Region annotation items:
######

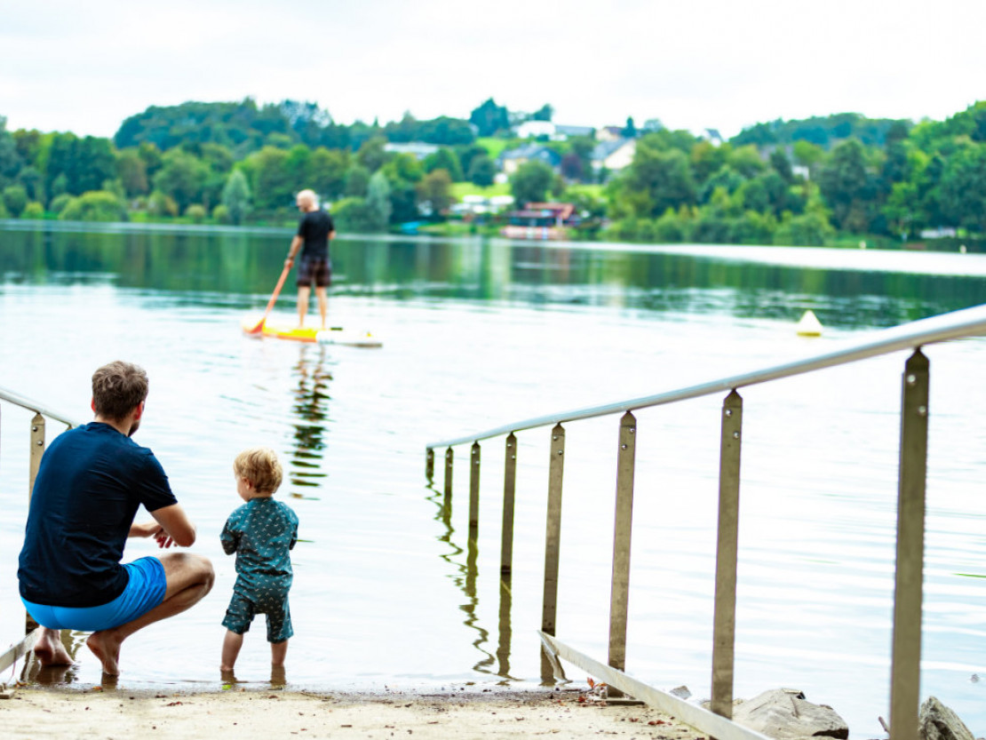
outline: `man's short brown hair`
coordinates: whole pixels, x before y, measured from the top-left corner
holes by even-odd
[[[277,453],[269,447],[250,447],[241,452],[233,461],[233,472],[249,481],[257,493],[273,493],[284,477]]]
[[[147,373],[132,362],[116,360],[93,373],[96,412],[113,421],[126,417],[147,400]]]

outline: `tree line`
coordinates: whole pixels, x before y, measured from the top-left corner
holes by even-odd
[[[0,217],[281,223],[309,186],[332,202],[341,229],[441,222],[453,184],[492,184],[494,153],[522,143],[512,127],[552,112],[490,99],[468,120],[406,113],[346,125],[315,104],[247,99],[152,107],[112,139],[8,131],[0,117]],[[522,205],[575,202],[587,238],[821,245],[986,231],[986,102],[917,124],[856,113],[759,123],[721,144],[653,121],[642,132],[632,118],[622,135],[636,143],[624,170],[594,168],[590,136],[544,140],[560,165],[522,165],[511,191]],[[435,149],[423,159],[388,151],[409,142]]]

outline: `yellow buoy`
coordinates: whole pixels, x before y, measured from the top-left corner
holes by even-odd
[[[810,309],[805,312],[795,329],[799,336],[821,336],[821,322]]]

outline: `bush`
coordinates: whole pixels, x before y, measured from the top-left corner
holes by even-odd
[[[784,222],[774,232],[774,244],[790,247],[824,247],[825,239],[834,232],[824,215],[817,212],[800,216],[784,214]]]
[[[65,206],[68,205],[71,199],[72,196],[69,195],[67,192],[63,192],[61,195],[55,195],[53,198],[51,198],[51,202],[48,203],[48,210],[56,214],[61,213],[63,210],[65,210]]]
[[[654,222],[654,240],[659,244],[687,242],[690,233],[690,223],[671,208]]]
[[[11,218],[18,218],[28,206],[28,191],[24,185],[7,185],[3,188],[3,203]]]
[[[32,200],[24,206],[24,210],[21,211],[21,218],[30,218],[35,221],[40,221],[44,218],[44,206],[36,200]]]
[[[176,216],[178,204],[171,195],[166,195],[161,190],[154,190],[147,197],[147,212],[153,216]]]
[[[58,218],[63,221],[122,221],[126,219],[126,211],[112,192],[90,190],[69,200]]]
[[[205,221],[205,206],[199,205],[198,203],[192,203],[185,208],[185,218],[193,224],[202,223]]]
[[[375,232],[380,230],[377,212],[366,198],[343,198],[332,206],[332,220],[341,231]]]
[[[233,218],[230,216],[230,209],[222,203],[212,209],[212,220],[218,224],[233,223]]]

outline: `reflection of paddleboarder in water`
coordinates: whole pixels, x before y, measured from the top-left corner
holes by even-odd
[[[288,259],[284,260],[284,266],[290,267],[294,264],[295,256],[301,251],[302,259],[298,263],[297,275],[298,326],[305,326],[314,282],[315,294],[318,299],[321,328],[325,329],[325,316],[328,313],[326,289],[332,279],[328,243],[335,237],[335,225],[331,217],[318,207],[318,198],[314,190],[302,190],[298,193],[296,202],[303,215],[298,223],[298,233],[291,240],[291,248],[288,250]]]

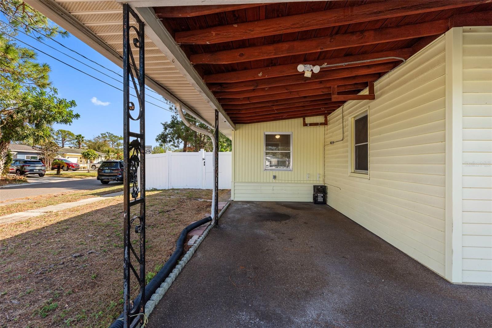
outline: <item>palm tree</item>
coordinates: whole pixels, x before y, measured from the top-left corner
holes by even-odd
[[[84,140],[85,138],[82,134],[75,134],[75,141],[77,142],[77,144],[79,146],[79,149],[82,148],[82,143],[84,143]]]
[[[110,148],[108,147],[108,148],[107,148],[106,149],[106,152],[105,152],[105,153],[106,153],[106,154],[105,154],[105,155],[106,155],[106,160],[111,160],[111,157],[115,153],[115,151],[112,148]]]
[[[53,161],[51,162],[51,165],[56,165],[57,166],[57,175],[59,175],[62,174],[60,172],[60,170],[62,167],[66,165],[66,163],[60,159],[59,158],[56,158],[53,160]]]

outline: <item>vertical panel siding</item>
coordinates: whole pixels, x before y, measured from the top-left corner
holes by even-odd
[[[492,283],[492,28],[463,29],[463,281]]]
[[[445,40],[375,84],[376,99],[329,117],[328,204],[438,274],[444,272]],[[349,175],[350,118],[369,108],[369,178]]]
[[[264,170],[265,132],[292,132],[292,171]],[[302,119],[237,125],[232,138],[234,199],[312,201],[312,186],[323,183],[323,127],[303,127]]]

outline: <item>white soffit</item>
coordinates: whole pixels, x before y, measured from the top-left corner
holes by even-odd
[[[122,67],[123,14],[122,5],[118,1],[31,0],[26,2]],[[131,23],[131,15],[130,19]],[[147,26],[146,27],[148,29]],[[130,38],[136,36],[134,32],[130,30]],[[132,49],[134,54],[136,55],[136,64],[138,65],[138,49]],[[173,102],[180,101],[190,114],[210,126],[214,125],[215,109],[210,104],[213,101],[207,98],[203,92],[197,91],[194,81],[190,82],[188,79],[189,76],[187,79],[180,73],[175,64],[147,35],[145,72],[148,78],[147,84],[150,88]],[[149,100],[155,101],[152,98]],[[158,119],[148,117],[146,118]],[[231,137],[234,127],[228,117],[226,119],[219,113],[219,130],[221,132]]]

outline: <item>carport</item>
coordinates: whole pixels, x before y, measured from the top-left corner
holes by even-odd
[[[487,327],[454,285],[338,212],[235,201],[149,318],[157,327]]]
[[[490,288],[441,277],[492,284],[491,1],[29,2],[123,68],[125,327],[144,85],[233,141],[234,202],[151,327],[490,326]]]

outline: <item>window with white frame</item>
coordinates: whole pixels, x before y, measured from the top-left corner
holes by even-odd
[[[369,168],[368,112],[352,119],[352,172],[368,174]]]
[[[292,133],[265,132],[265,170],[292,169]]]

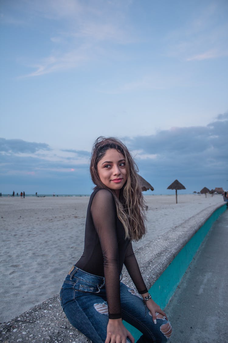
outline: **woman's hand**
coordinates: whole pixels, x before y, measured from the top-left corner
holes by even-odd
[[[143,297],[144,298],[145,297]],[[160,307],[158,306],[155,302],[155,301],[153,300],[152,299],[150,299],[146,303],[146,306],[147,307],[147,308],[150,311],[150,313],[151,313],[151,315],[152,316],[152,318],[153,319],[153,322],[155,324],[157,324],[157,317],[156,316],[156,312],[157,312],[158,313],[160,313],[162,316],[164,316],[164,317],[165,317],[167,320],[168,320],[168,318],[167,318],[167,316],[164,312],[164,311],[162,311],[162,310],[161,309]]]
[[[134,337],[122,322],[121,318],[109,319],[107,326],[107,336],[105,343],[126,343],[128,337],[132,343],[134,343]]]

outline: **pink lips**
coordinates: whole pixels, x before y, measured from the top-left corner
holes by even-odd
[[[114,179],[113,180],[112,180],[111,181],[114,182],[115,184],[119,184],[121,182],[122,179]]]

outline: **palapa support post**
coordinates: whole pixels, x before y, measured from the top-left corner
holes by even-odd
[[[177,204],[177,189],[186,189],[186,188],[178,180],[175,180],[169,187],[167,187],[167,189],[175,189],[176,190],[176,203]]]

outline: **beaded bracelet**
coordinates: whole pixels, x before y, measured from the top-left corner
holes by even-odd
[[[145,317],[146,317],[146,302],[147,301],[148,301],[149,299],[151,299],[152,298],[152,297],[150,295],[150,293],[149,293],[148,294],[148,295],[147,295],[147,296],[145,297],[144,298],[143,300],[144,304],[145,306]]]

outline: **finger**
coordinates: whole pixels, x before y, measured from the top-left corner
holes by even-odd
[[[152,312],[150,311],[150,313],[152,316],[152,319],[153,319],[153,321],[155,323],[155,324],[157,323],[157,317],[156,316],[156,313],[155,311],[153,311]]]
[[[107,335],[105,343],[109,343],[110,342],[110,337],[109,335],[108,334]]]
[[[161,310],[161,311],[159,311],[159,313],[160,313],[161,315],[162,315],[163,316],[164,316],[164,317],[165,317],[167,320],[168,320],[167,316],[164,312],[164,311],[162,311],[162,310]]]

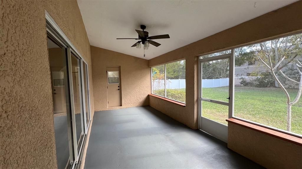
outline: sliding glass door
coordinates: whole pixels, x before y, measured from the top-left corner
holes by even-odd
[[[47,29],[58,168],[79,163],[90,119],[88,65]]]

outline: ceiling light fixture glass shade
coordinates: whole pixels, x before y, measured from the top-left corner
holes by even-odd
[[[144,45],[144,46],[146,46],[146,47],[147,48],[149,48],[149,42],[148,41],[146,41],[145,42],[145,44]]]

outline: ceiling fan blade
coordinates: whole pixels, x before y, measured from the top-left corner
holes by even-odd
[[[136,44],[138,42],[136,42],[136,43],[134,44],[133,45],[131,46],[131,47],[134,47],[134,46],[136,46]]]
[[[150,36],[148,38],[149,39],[165,39],[170,38],[170,36],[168,34],[162,35],[157,35]]]
[[[117,38],[117,39],[135,39],[136,40],[138,40],[139,39],[137,38]]]
[[[154,45],[156,47],[158,46],[161,45],[160,43],[158,43],[156,42],[155,42],[151,40],[148,40],[148,41],[149,42],[149,43],[151,44],[151,45]]]

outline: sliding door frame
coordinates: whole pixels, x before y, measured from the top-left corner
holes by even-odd
[[[91,106],[90,100],[90,92],[89,91],[89,76],[88,72],[88,65],[87,62],[85,60],[80,53],[76,50],[76,48],[71,43],[69,39],[65,35],[63,31],[60,28],[53,19],[51,17],[49,14],[45,10],[45,17],[46,21],[46,30],[47,34],[52,38],[55,39],[59,42],[60,44],[66,48],[66,66],[68,78],[67,81],[68,83],[69,91],[68,91],[69,98],[70,104],[68,105],[70,108],[70,114],[67,115],[68,121],[68,133],[69,145],[69,163],[71,164],[71,168],[73,168],[75,164],[78,163],[79,160],[82,157],[81,153],[82,152],[82,149],[83,147],[84,143],[85,142],[88,128],[91,121]],[[75,111],[74,102],[74,94],[73,92],[73,85],[72,81],[72,74],[71,67],[71,57],[72,53],[80,62],[80,69],[79,73],[80,79],[79,82],[80,83],[79,87],[80,96],[80,108],[81,112],[81,123],[82,124],[81,129],[83,131],[83,134],[80,138],[79,141],[80,143],[78,146],[77,140],[76,139],[76,130],[79,129],[76,129],[76,128],[75,114]],[[83,63],[85,63],[86,66],[87,73],[86,79],[84,79],[84,71]],[[84,80],[87,80],[88,88],[88,98],[85,97]],[[87,102],[89,110],[88,115],[89,120],[87,121],[86,119],[86,106],[84,105],[86,102]]]

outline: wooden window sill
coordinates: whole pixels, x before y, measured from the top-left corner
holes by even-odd
[[[301,138],[233,118],[227,119],[226,121],[229,123],[237,124],[299,146],[302,146],[302,138]]]
[[[162,99],[164,100],[168,101],[169,102],[173,103],[174,104],[179,105],[179,106],[181,106],[183,107],[186,106],[186,104],[184,104],[183,103],[180,103],[178,102],[177,102],[176,101],[172,100],[171,99],[167,99],[167,98],[165,98],[165,97],[162,97],[159,96],[157,96],[157,95],[155,95],[155,94],[149,94],[149,95],[151,96],[153,96],[153,97],[157,97],[158,98],[159,98],[160,99]]]

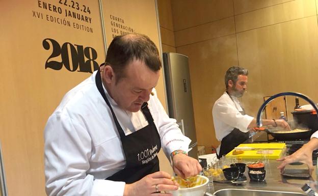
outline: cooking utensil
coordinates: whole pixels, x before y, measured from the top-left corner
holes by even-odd
[[[295,140],[299,139],[308,139],[310,138],[311,135],[311,129],[306,128],[300,129],[306,129],[305,131],[295,132],[284,132],[284,129],[268,129],[263,127],[254,128],[256,130],[264,131],[268,134],[272,135],[274,138],[279,140]]]

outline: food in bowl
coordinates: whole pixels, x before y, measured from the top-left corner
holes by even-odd
[[[252,182],[263,182],[265,180],[266,171],[250,171],[248,173],[249,177]]]
[[[260,168],[265,166],[265,164],[261,162],[258,162],[255,163],[249,164],[247,166],[250,168]]]
[[[245,167],[246,167],[246,164],[244,163],[235,163],[230,164],[231,167],[238,167],[238,172],[240,175],[242,176],[244,174],[245,172]]]
[[[308,131],[308,129],[296,129],[290,131],[276,131],[275,133],[300,133],[301,132]]]
[[[250,171],[250,174],[262,174],[264,172],[262,172],[262,171]]]
[[[187,179],[177,176],[172,177],[172,180],[175,181],[179,184],[179,188],[191,188],[204,184],[206,180],[203,178],[199,177],[200,176],[192,176],[188,178]]]
[[[250,163],[247,165],[247,167],[250,171],[261,171],[265,170],[265,164],[261,162],[257,162],[256,163]]]
[[[179,183],[182,180],[181,178],[178,176],[173,177],[172,180],[175,180],[180,185],[178,190],[174,191],[167,191],[171,193],[172,196],[203,196],[205,193],[205,189],[206,185],[208,182],[208,179],[205,176],[197,175],[195,177],[195,182],[194,186],[190,188],[187,188],[187,185],[184,184],[182,185]],[[194,179],[192,179],[193,180]]]
[[[238,167],[232,167],[223,169],[223,175],[227,180],[233,180],[238,178]]]
[[[208,171],[212,174],[212,176],[214,177],[216,177],[218,176],[220,176],[222,172],[222,169],[215,169],[215,168],[210,168],[208,169]]]

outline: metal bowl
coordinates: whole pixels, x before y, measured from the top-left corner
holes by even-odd
[[[179,187],[178,190],[167,191],[172,196],[203,196],[205,192],[208,179],[205,176],[197,176],[197,185],[193,187],[185,188]]]

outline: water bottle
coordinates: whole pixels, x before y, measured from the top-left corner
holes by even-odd
[[[299,109],[300,108],[300,106],[299,105],[299,99],[298,99],[298,97],[296,97],[295,98],[295,106],[294,107],[294,109]]]
[[[284,112],[283,111],[281,111],[280,112],[280,117],[279,117],[279,119],[283,119],[285,121],[286,121],[286,118],[285,117],[285,115],[284,115]]]

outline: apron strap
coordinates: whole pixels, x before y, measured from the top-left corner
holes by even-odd
[[[117,130],[118,131],[118,133],[119,133],[119,136],[120,136],[120,138],[124,138],[126,136],[125,135],[125,133],[121,128],[121,126],[119,124],[119,122],[118,122],[118,120],[117,120],[117,118],[115,115],[115,113],[113,110],[113,108],[112,108],[112,106],[111,106],[111,104],[107,99],[107,97],[106,97],[106,95],[105,94],[105,92],[104,92],[104,89],[102,88],[101,78],[100,77],[100,71],[99,69],[98,69],[97,73],[96,73],[96,75],[95,78],[95,81],[96,82],[96,87],[97,87],[98,91],[99,91],[99,93],[100,93],[100,94],[102,96],[103,98],[104,98],[104,100],[106,102],[106,103],[107,103],[107,105],[111,109],[112,115],[113,115],[113,118],[114,119],[114,121],[115,122],[116,127],[117,128]]]

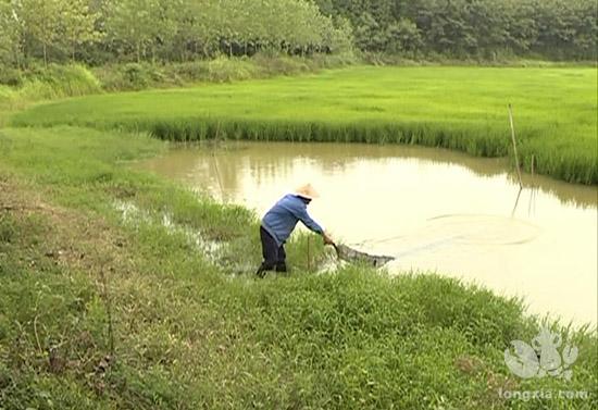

######

» **Written task**
Which lines of the material above contain the word "ceiling"? List every one of them in full.

» **Solved problem**
outline: ceiling light fixture glass shade
outline: ceiling fan blade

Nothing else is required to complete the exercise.